[Image box annotation records]
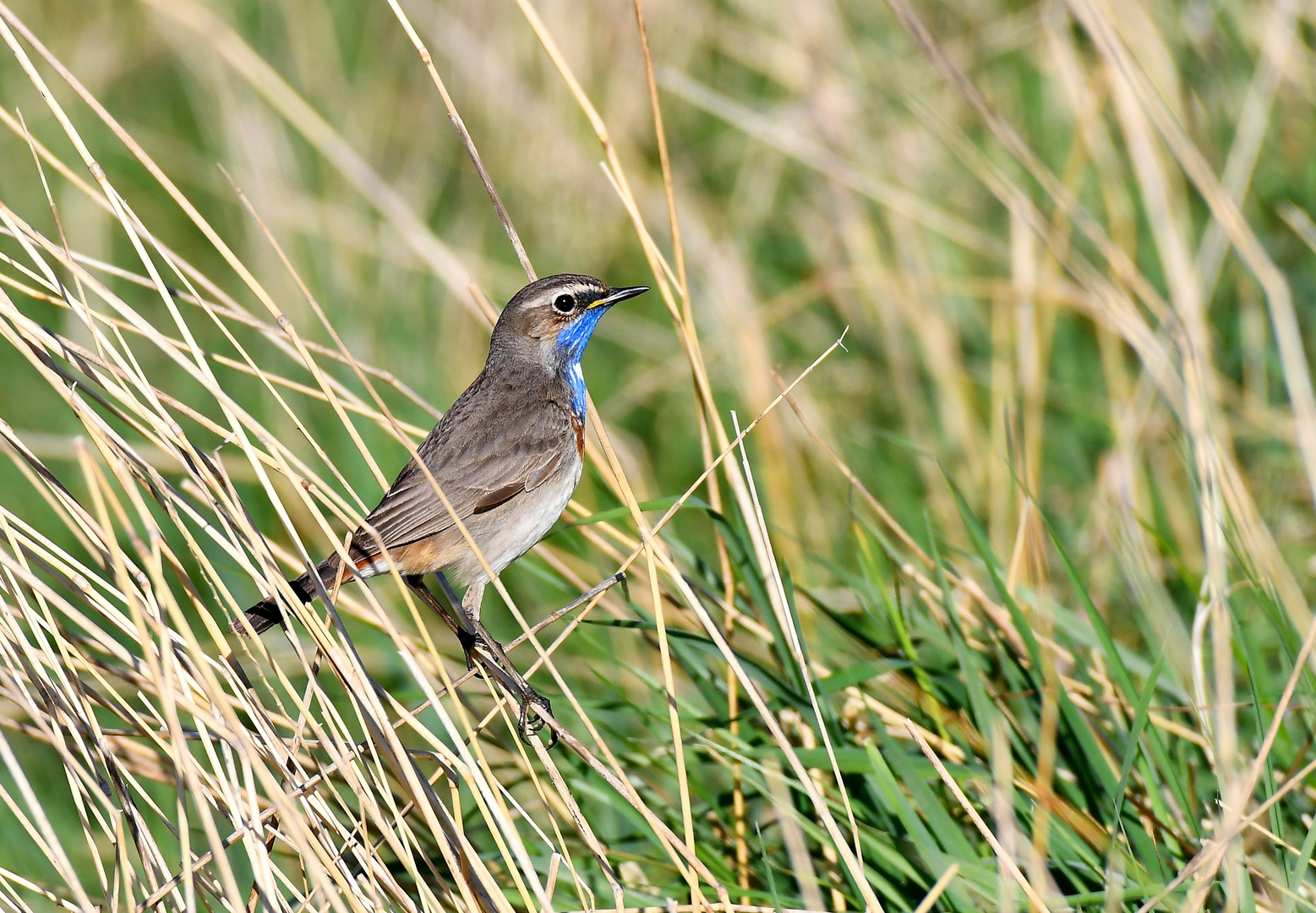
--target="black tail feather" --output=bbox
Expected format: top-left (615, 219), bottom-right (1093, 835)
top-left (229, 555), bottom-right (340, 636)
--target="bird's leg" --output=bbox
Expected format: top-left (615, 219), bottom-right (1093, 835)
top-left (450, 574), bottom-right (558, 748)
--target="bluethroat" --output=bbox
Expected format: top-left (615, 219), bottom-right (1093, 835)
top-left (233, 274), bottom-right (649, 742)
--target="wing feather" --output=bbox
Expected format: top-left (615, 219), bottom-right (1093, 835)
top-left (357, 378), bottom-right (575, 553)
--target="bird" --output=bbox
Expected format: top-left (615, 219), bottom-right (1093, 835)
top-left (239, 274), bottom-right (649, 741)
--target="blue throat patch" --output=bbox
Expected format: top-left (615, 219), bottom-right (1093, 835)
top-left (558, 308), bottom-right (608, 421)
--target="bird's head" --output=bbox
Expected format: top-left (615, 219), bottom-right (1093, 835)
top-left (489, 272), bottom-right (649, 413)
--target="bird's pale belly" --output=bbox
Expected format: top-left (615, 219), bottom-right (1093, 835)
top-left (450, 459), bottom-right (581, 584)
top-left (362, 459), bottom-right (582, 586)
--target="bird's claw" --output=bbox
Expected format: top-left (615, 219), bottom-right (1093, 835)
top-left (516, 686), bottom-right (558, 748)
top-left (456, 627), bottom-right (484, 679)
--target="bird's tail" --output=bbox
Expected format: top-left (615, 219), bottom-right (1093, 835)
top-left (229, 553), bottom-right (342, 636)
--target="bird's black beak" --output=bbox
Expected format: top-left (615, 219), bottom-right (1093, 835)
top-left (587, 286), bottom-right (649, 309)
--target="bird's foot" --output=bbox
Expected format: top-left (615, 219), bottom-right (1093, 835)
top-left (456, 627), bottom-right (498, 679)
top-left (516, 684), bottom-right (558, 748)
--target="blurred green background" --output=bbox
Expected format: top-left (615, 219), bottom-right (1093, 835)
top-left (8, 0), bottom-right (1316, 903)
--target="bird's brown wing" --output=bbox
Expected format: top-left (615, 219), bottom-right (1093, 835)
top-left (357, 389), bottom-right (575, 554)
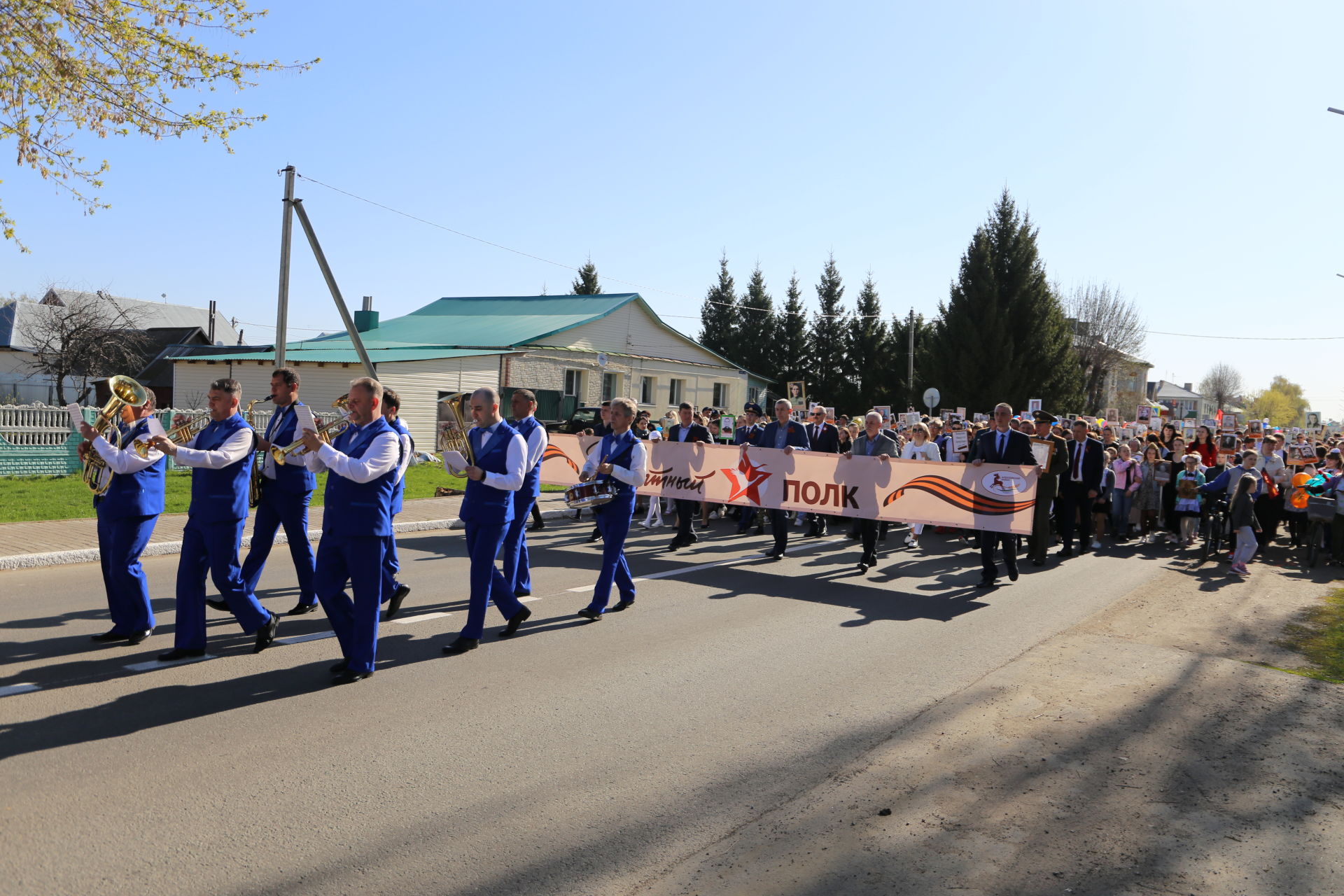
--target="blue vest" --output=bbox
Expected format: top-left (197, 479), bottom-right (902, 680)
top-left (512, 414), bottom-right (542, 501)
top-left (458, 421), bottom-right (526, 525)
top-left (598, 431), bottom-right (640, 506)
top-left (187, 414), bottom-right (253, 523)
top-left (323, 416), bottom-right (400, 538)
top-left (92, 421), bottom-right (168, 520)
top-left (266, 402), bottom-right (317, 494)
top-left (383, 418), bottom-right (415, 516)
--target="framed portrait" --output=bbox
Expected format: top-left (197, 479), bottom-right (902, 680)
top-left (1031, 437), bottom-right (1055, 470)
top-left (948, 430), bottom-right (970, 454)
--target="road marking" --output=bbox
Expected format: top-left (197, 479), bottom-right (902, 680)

[What the task asks]: Please pick out every line in the records above that contains the word "wing", and copy each one.

[The result]:
--target="wing feather" --output=bbox
--target="bird's brown wing" --output=bbox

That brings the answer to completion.